::: Reading text :::
The Burberry story has many firsts and all of them have been quoted often. Thomas Burberry created the first waterproof material for coats to protect officers in the trenches during World War 1.  He also created custom designed hardworking outdoors wear to accompany George Mallory to the Everest and Roald Amundsen to the South Pole in the 1900’s.  The name became synonymous with the trench coat and after World War 2 it became a style statement flaunted by every espionage agent and detective in fiction and the movies. Burberry’s history and heritage is well-known. What is equally well-known in fashion circles is its infusion of modernity and edginess at the hands of Christopher Bailey, Burberry’s Chief Creative Officer, the man behind the House’s reinvention as the epitome of modern British style Bailey has continuously reworked Burberry into a new trope of Britishness. Shades of the country weekend and the outdoors have informed his collections, the trench has become the uniform of New Cool, and London’s high street edginess has inspired his vision.

Collaborations with the music world and connections with the digiterati have helped seal the brand’s image as one on the verge of the next big thing. The Art of the Trench is the brand’s online fashion democracy – a republic of likeminded people who put up pictures of themselves wearing their Burberry trench coats.

Live streaming of runway shows, holograms in Beijing, and now the world’s largest Burberry store at Regent’s Street have taken the brand continuously into the future.

“It is a reflection,” says Christopher Bailey, “of how we approach everything at Burberry – revealing the different layers of the brand’s heritage within a modern context, and forever celebrating design and expert craftsmanship.”

Frills, flounces and fussiness have not been Bailey’s style.

Under the luxury label Burberry Prorsum (meaning ‘Forward’ in Latin) there has been an expression of runway and fashion collections that have been versatile and very contemporary.  Leather jackets with spikes and the trench reinterpreted in snakeskin were on show for Spring 2011. African prints and bold lines showed up in Resort 2011.
:::
*Assigned task*:
Reproduce the Burberry text word for word, starting at "Live streaming of" and ending at "into the future.". The lines below have nothing to do with the Burberry text.
::: Information supplied :::
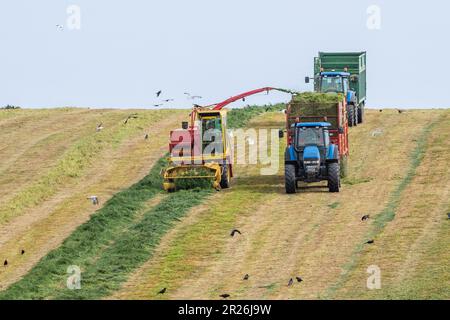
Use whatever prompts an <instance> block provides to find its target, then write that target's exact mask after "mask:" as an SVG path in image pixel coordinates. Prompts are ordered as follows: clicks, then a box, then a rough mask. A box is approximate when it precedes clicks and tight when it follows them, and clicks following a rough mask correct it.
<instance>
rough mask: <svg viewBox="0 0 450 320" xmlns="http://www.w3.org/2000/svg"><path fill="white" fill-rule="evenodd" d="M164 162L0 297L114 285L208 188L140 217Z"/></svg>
mask: <svg viewBox="0 0 450 320" xmlns="http://www.w3.org/2000/svg"><path fill="white" fill-rule="evenodd" d="M282 108H283V105H277V106H264V107H256V106H252V107H246V108H244V109H235V110H232V111H231V112H230V115H231V116H230V118H229V126H230V127H235V128H237V127H242V126H244V125H245V124H247V123H248V122H249V121H250V120H251V119H252V118H253V117H254V116H257V115H259V114H261V113H263V112H266V111H274V110H281V109H282ZM166 164H167V163H166V160H165V157H164V158H162V159H160V160H159V161H158V163H157V164H156V165H155V166H154V167H153V168H152V170H151V172H150V173H149V174H148V175H147V176H146V177H145V178H144V179H142V180H141V181H139V182H138V183H136V184H135V185H133V186H131V187H130V188H128V189H126V190H123V191H121V192H119V193H117V194H116V195H115V196H113V197H112V198H111V199H110V200H109V201H108V202H107V203H105V205H104V207H103V208H101V209H100V210H98V211H97V212H96V213H95V214H94V215H93V216H92V217H91V219H90V220H89V221H87V222H86V223H84V224H83V225H81V226H79V227H78V228H77V229H76V230H75V231H74V232H73V233H72V234H71V235H70V236H69V237H68V238H67V239H66V240H65V241H64V242H63V243H62V244H61V246H60V247H59V248H57V249H55V250H53V251H52V252H50V253H49V254H48V255H47V256H45V257H44V258H42V259H41V260H40V261H39V262H38V263H37V265H36V266H35V267H34V268H33V269H32V270H31V271H30V272H29V273H28V274H27V275H26V276H25V277H24V278H22V279H21V280H20V281H18V282H17V283H15V284H13V285H11V286H10V287H9V288H8V289H7V290H5V291H3V292H0V299H48V298H61V299H71V298H73V299H98V298H102V297H104V296H107V295H109V294H111V293H112V292H113V291H114V290H117V289H118V288H119V287H120V285H121V284H122V283H123V282H124V281H125V280H126V279H127V277H128V275H129V274H130V273H131V272H132V271H133V270H135V269H136V268H137V267H139V266H140V265H142V263H144V262H145V261H146V260H148V259H149V258H151V256H152V253H153V250H154V248H155V247H156V246H157V245H158V243H159V241H160V239H161V237H162V236H163V235H164V234H165V233H166V232H167V231H168V230H169V229H170V228H171V226H172V225H173V224H174V223H175V222H176V221H177V220H178V219H179V218H181V217H183V216H184V215H185V214H186V213H187V212H188V211H189V209H190V208H192V207H193V206H196V205H198V204H200V203H201V201H202V200H203V199H204V198H205V197H207V196H208V195H209V194H211V193H212V192H213V191H212V190H211V189H209V188H208V189H200V188H197V189H194V190H182V191H179V192H176V193H173V194H169V195H167V196H166V197H164V198H163V199H162V200H161V202H160V203H159V204H157V205H156V206H154V207H152V208H150V209H148V210H147V211H146V212H144V214H143V215H142V217H141V216H140V215H139V213H140V212H141V211H142V210H144V209H145V204H146V203H147V202H148V201H149V200H150V199H152V198H153V197H154V196H155V195H157V194H159V193H161V192H162V188H161V185H162V177H161V176H160V170H161V169H162V168H163V167H164V166H166ZM71 265H76V266H78V267H80V269H81V271H82V274H81V278H82V280H81V281H82V289H80V290H70V289H67V287H66V280H67V278H68V276H69V274H67V268H68V267H69V266H71Z"/></svg>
:::
*Result for this task*:
Live streaming of runway shows, holograms in Beijing, and now the world’s largest Burberry store at Regent’s Street have taken the brand continuously into the future.